#### KUTIPAN DOKUMEN
--------
Oke oke..saya sudah kembali ke kehidupan rutin saya lagi sekarang. Tujuh hari saya di Banda Aceh, begitu banyak kejadian-kejadian unik dan lucu yang saya alami. Ada hari yang buruk dan ada hari yang menyenangkan.
Satu hari, yang mampu saya ingat tentu saja satu hari yang penuh dengan hal-hal menyenangkan. Sehari bersama Kemal di pantai Lampuuk.
Hahahahaha…gila ni anak! Pintar sekali mereka-reka percakapan orang lain hingga membuat saya terbahak sampai sakit perut dan tak mampu berjalan. Juga kenarsisannya ketika difoto. Juga ketika dia tak berani menuruni tebing dari gua yang kita panjat. Mengingat semuanya kembali saya tertawa dan senyum-senyum geli. Hihi…untung tidak ada yang melihat saya ketawa-ketiwi sendirian di kantor. Bisa gawat kan?
So, thanks to Kemal so much deh!
Peunayong – Keutapang
Berjalan kaki di Banda Aceh memang suatu keasyikan sendiri bagi saya. Sekalipun banyak reaksi miring yang bikin telinga kering tentang kebiasaan saya ini tapi semangat tetap jalan terus! Reaksi kawan-kawan yang tau tentang kebiasaan saya ini sama saja semuanya. Satu kata : GILA!
Yah, sodara-sodara.. Bukannya saya pelit tidak mau berbagi ke abang tukang becak mari dong kemari, aku mau nabok…(Haiah!!!). Tapi ini menyangkut hati, man! Saya memang cinta mati sudah berjalan kaki kalau malam-malam di Banda Aceh. Biar dikata gila juga siapa yang peduli? Nyak-nyak penjual pisang goreng saja tak peduli, apalagi kupu-kupu malam di pinggir jalan Stui!
Seperti barusan, saya kembali melihat penampakan-penampakan yang membuat saya miris. Beberapa wanita yang keluyuran tengah malam di trotoar dengan pandangan mata yang ‘penuh harap’ ke arus lalu lintas. Demi mencari makan mereka terpaksa atau tidak, harus bekerja seperti itu. Saya jadi merasa bersalah ketika tadi begitu menikmati makanan-makanan di Daus. Yah, sekalipun ditraktir sih.
Berjalan kaki bagi saya adalah satu-satunya kegiatan yang mesti dan harus dan kudu dilakukan kalau di Banda Aceh. Sekalipun kaki dan bahu yang menahan ransel terasa mau lepas ditambah pula dengan kerinduan pada blog. Kaki saya pun bergerak seperti kesurupan. Tak peduli lagi pada sakit malah mempercepat jalan hingga bertemu warnet.
Hm, saya kepikiran terus nih, berapa kilometer ya jarak perjalanan yang sudah saya tempuh berjalan kaki dari Peunayong ke Keutapang?
Homeless
Saya sudah di Banda Aceh sekarang. Sekitar jam setengan tujuh tadi saya turun di rex Penayong. Bingung mau kemana. Lalu saya jalan dan memasuki beberapa hotel terdekat buat nanyain kamar termurah yang masih kosong. Hmmh…Semuanya penuh! :)
--------
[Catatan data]
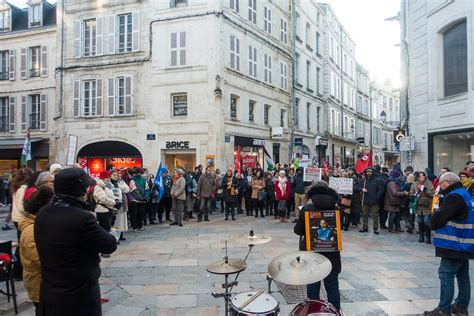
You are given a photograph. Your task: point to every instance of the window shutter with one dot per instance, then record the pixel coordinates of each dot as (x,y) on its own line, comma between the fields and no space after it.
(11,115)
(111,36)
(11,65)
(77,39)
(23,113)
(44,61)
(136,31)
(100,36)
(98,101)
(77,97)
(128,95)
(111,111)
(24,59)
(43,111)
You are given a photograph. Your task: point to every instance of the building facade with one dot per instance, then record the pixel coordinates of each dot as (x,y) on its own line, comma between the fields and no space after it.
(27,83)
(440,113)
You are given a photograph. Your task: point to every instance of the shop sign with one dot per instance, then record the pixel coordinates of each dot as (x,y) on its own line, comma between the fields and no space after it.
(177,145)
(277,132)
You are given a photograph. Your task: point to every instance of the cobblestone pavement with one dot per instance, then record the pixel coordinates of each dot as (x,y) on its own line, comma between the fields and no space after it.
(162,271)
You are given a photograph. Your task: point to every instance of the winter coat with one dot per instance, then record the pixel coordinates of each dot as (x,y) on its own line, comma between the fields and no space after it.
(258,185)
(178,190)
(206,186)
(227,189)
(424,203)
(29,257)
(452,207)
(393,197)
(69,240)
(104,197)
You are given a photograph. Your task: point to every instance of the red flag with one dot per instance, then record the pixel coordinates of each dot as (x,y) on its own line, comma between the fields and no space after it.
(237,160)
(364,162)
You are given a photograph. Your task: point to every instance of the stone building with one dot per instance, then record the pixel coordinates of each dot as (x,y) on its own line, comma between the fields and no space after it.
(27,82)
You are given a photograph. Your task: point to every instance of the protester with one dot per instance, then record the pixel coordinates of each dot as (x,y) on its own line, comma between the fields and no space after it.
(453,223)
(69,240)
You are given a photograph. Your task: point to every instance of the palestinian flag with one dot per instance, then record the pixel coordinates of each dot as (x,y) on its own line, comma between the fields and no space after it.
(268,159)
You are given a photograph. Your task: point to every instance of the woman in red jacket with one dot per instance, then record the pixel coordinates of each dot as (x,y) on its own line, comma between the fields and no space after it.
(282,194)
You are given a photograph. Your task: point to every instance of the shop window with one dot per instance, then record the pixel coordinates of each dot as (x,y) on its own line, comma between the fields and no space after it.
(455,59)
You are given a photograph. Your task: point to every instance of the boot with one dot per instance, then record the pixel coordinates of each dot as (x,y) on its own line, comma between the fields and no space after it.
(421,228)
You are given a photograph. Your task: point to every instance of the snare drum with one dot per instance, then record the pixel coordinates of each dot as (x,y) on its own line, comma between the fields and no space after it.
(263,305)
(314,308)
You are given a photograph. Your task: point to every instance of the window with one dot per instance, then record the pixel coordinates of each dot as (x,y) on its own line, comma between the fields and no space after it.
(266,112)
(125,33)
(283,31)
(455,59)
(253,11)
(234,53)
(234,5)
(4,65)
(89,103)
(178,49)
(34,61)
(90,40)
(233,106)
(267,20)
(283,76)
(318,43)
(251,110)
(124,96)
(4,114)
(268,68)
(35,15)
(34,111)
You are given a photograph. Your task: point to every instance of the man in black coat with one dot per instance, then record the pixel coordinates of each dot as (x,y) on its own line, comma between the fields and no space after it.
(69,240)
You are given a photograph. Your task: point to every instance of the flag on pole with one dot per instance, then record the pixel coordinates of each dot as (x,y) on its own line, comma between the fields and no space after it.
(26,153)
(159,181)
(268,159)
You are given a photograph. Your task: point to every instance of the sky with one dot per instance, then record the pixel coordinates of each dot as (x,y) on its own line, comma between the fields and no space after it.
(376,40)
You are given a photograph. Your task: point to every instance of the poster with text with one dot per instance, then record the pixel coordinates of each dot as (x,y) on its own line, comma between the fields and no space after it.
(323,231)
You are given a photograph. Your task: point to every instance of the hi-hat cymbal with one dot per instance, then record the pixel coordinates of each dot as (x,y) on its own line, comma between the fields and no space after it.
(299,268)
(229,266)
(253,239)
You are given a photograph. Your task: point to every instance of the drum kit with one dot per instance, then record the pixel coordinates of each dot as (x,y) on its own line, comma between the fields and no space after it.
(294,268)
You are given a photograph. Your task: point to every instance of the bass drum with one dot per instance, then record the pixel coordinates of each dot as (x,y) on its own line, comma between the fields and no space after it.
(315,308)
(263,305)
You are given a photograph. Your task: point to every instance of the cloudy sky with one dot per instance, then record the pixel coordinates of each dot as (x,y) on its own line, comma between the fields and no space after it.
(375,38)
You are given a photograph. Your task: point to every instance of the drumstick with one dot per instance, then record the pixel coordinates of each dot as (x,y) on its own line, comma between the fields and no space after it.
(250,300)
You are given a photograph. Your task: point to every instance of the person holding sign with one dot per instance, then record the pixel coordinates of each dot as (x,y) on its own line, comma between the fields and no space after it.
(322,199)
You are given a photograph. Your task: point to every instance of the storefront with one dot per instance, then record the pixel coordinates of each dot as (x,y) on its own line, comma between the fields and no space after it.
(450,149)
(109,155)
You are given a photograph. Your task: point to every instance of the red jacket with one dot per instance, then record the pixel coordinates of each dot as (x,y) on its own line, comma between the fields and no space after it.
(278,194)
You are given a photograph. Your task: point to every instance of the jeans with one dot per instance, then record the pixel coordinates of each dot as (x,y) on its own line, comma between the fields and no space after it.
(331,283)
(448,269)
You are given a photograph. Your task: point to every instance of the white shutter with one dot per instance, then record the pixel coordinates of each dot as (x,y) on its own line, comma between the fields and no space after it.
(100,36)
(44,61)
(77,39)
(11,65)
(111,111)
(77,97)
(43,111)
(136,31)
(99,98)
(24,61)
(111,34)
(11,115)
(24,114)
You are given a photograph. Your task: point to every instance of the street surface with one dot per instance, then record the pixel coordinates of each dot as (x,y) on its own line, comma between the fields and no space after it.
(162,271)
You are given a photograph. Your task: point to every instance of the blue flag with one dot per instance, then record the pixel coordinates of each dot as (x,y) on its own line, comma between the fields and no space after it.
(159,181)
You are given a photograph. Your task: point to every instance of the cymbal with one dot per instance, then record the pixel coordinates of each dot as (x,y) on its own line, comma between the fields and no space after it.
--------
#### YANG HARUS DILAKUKAN
Tuliskan kembali paragraf dalam kutipan tentang Banda Aceh yang diawali dengan "Berjalan kaki di Banda Aceh memang" dalam bentuk daftar poin singkat tanpa menghilangkan fakta-fakta utamanya.

#### JAWABAN TUGAS
- Berjalan kaki di Banda Aceh merupakan keasyikan tersendiri bagi penulis.
- Kebiasaan ini menuai banyak reaksi miring, tetapi penulis tetap bersemangat menjalaninya.
- Semua kawan yang mengetahui kebiasaan tersebut bereaksi sama, yakni menyebutnya "GILA".